**What is being asked**
Could you return the whole listing exactly?

++++ Task inputs

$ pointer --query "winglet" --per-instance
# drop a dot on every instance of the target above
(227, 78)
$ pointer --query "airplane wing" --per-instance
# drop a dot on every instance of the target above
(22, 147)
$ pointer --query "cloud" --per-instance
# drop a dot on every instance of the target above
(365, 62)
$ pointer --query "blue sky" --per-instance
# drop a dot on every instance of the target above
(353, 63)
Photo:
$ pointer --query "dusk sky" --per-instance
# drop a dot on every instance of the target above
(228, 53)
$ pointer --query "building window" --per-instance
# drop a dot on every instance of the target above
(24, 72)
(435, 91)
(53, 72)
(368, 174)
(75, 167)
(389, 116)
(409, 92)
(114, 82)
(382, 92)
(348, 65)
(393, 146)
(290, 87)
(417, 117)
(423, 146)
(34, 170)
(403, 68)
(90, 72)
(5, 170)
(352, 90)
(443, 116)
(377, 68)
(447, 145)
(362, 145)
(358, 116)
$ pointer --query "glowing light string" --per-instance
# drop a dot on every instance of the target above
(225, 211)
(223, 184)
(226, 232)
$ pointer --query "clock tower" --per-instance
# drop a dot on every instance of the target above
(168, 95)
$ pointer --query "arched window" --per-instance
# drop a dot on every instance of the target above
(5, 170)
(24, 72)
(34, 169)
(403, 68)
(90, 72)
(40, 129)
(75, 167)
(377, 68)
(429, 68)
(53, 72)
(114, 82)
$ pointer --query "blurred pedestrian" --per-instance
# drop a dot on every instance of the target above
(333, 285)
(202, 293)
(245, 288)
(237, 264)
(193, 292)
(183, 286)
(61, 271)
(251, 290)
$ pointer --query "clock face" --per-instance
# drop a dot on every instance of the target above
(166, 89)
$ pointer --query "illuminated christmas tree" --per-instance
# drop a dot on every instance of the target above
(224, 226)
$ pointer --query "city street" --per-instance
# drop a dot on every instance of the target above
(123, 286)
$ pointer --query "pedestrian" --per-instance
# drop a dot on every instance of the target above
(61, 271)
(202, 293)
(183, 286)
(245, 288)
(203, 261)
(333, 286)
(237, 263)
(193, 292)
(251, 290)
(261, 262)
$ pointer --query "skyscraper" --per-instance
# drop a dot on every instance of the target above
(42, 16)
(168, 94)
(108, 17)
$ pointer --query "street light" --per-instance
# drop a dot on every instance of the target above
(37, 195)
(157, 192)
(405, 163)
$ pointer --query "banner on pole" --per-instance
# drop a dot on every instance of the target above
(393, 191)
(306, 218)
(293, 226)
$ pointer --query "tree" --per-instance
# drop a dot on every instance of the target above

++++++++

**Solution**
$ pointer --query "winglet" --per-instance
# drop a dot on every instance of the target above
(227, 78)
$ pointer --query "airplane wing" --per-instance
# drop a dot on every instance of the target above
(22, 147)
$ pointer --query "cloud" --per-instance
# drop a dot on every instance of the target above
(365, 62)
$ pointer --query "blue sky" --per-instance
# drop a dot on every instance of the target above
(353, 63)
Photo:
$ pointer --query "dusk sky" --per-instance
# drop a dot on every instance of the target above
(228, 53)
$ pointer --query "building window" --per-instance
# drop a dot on every instance of the target above
(24, 72)
(435, 91)
(53, 72)
(368, 174)
(75, 167)
(389, 116)
(409, 92)
(114, 82)
(382, 92)
(348, 65)
(393, 146)
(290, 87)
(417, 117)
(423, 146)
(34, 170)
(403, 68)
(90, 72)
(5, 170)
(352, 90)
(443, 116)
(377, 68)
(447, 145)
(362, 145)
(358, 116)
$ pointer --query "glowing light string" --per-instance
# drop a dot on every instance of the target above
(225, 211)
(223, 184)
(226, 232)
$ pointer --query "clock tower" --per-instance
# drop a dot on every instance of the target above
(168, 95)
$ pointer --query "arched window" --per-instance
# drop a dot on every instance of the target above
(5, 170)
(24, 72)
(34, 169)
(403, 68)
(90, 72)
(40, 129)
(75, 167)
(377, 68)
(429, 68)
(53, 72)
(114, 82)
$ pointer --query "blurred pedestrian" --per-instance
# drop a dot on every instance of the target above
(333, 285)
(202, 293)
(245, 288)
(237, 264)
(193, 292)
(183, 286)
(61, 271)
(251, 290)
$ pointer --query "clock face" --per-instance
# drop a dot on every instance of the target above
(166, 89)
$ pointer --query "illuminated christmas tree" --per-instance
# drop a dot on every instance of the target above
(224, 226)
$ pointer --query "city street" --per-instance
# drop a dot on every instance of the target above
(123, 286)
$ pointer --query "pedestrian" --per-instance
# drop a dot on every instance of the target above
(61, 271)
(202, 293)
(183, 286)
(245, 288)
(203, 261)
(333, 286)
(237, 263)
(193, 292)
(251, 290)
(261, 262)
$ pointer --query "skyscraper" --per-instance
# drop a dot on every instance of the target above
(42, 16)
(168, 94)
(108, 17)
$ pointer --query "street light" --per-instance
# drop a dot on every instance of the target above
(37, 195)
(157, 192)
(405, 163)
$ pointer --query "banner on pole" --per-instance
# drop a dot on every instance of the target above
(393, 191)
(306, 218)
(293, 226)
$ pointer --query "tree" --per-instance
# drop a dot on every instance of the target above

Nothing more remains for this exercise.